* _USING THE INFORMATION_
a - In the endometriosis text, what is the only way to know for sure whether someone has endometriosis?
b - Reproduce the passage of the endometriosis text starting at "As long as you" and ending at "symptoms at all.".

* _TEXT UNDER STUDY_
The endometrium is the name for the cells that line your uterus (womb). These cells respond to the hormones released from the ovary.

When pregnancy does not occur each month, the tissue comes away from the body with bleeding – this is known as the menstrual period.

Endometriosis occurs when these cells move to other parts of your body. Although they can move to almost any part of the body, most commonly endometriosis occurs in the pelvis.

Even though this tissue (the endometriosis) is outside the womb, it still responds to the messages from the ovary - it gets filled, and then when you have a period it bleeds.
Endometriosis is:
  • common – at least 1 in 10 women have endometriosis
  • chronic – because endometriosis rarely goes away without treatment before the menopause, the goals of treatment are to control the symptoms of endometriosis, not to cure it
  • estrogen dependent – endometriosis is dependent on the hormone estrogen. Estrogen is produced by the ovary throughout the ‘reproductive years’; this means from the time you start having periods (puberty) to the time your ovaries shut down (menopause).
As long as you still have functioning ovaries you can still be affected by endometriosis. Once you go through menopause, your endometriosis will not be able to grow any more.
What are the signs and symptoms of endometriosis?
The symptoms of endometriosis vary from one person to another.

Some women with endometriosis have no symptoms at all.

The two main symptoms that endometriosis causes are:
  1. Pain – the pain occurs in the places that the endometriosis has grown. It is mostly in the pelvis. It is mostly ‘cyclical’, which means that it happens with your period. For many women, the first thing they notice is worsening pain with periods. Women with endometriosis often have pain with sex too.
  2. Trouble getting pregnant (sub-fertility or infertility) – endometriosis can make it difficult to get pregnant. Some women only have endometriosis diagnosed when they start trying to get pregnant.

What causes endometriosis?
The causes of endometriosis are not fully understood. Women with
a mother or sister with endometriosis are more likely to get it.

How is endometriosis diagnosed?

There are symptoms that suggest to your doctor that you may have endometriosis - like worsening painful periods. An ultrasound can sometimes help with the diagnosis. However, the only way to know for sure if you have endometriosis is to undergo a laparoscopy. This is a surgical procedure where your gynaecologist uses a small telescope inserted through your umbilicus (belly button) to look at the organs on the inside of your pelvis. Your surgeon will take pictures and often take samples of the endometriosis to confirm the disease.
Image: Endometriosis on pelvic organs

How is endometriosis treated?

* _Stored data entries_
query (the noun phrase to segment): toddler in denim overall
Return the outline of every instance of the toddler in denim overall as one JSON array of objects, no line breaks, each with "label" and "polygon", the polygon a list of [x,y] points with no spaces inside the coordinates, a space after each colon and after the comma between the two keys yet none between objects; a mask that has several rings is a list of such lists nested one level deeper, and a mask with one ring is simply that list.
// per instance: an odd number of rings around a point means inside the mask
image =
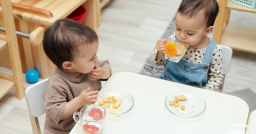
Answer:
[{"label": "toddler in denim overall", "polygon": [[216,0],[183,0],[176,14],[173,40],[188,44],[178,62],[165,58],[165,39],[159,39],[152,53],[153,62],[164,64],[158,77],[218,89],[224,78],[222,48],[206,35],[212,32],[219,12]]}]

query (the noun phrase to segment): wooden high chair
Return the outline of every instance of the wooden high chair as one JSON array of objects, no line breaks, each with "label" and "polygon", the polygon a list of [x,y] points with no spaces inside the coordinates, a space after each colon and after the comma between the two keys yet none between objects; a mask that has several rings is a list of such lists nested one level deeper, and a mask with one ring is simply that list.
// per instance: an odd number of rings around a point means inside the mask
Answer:
[{"label": "wooden high chair", "polygon": [[11,2],[0,2],[6,33],[0,34],[0,50],[8,46],[13,73],[13,76],[0,73],[0,99],[15,86],[17,98],[21,100],[24,97],[24,81]]}]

* _SET OF ANSWERS_
a - Undergoing a laparoscopy.

b -
As long as you still have functioning ovaries you can still be affected by endometriosis. Once you go through menopause, your endometriosis will not be able to grow any more.
What are the signs and symptoms of endometriosis?
The symptoms of endometriosis vary from one person to another.

Some women with endometriosis have no symptoms at all.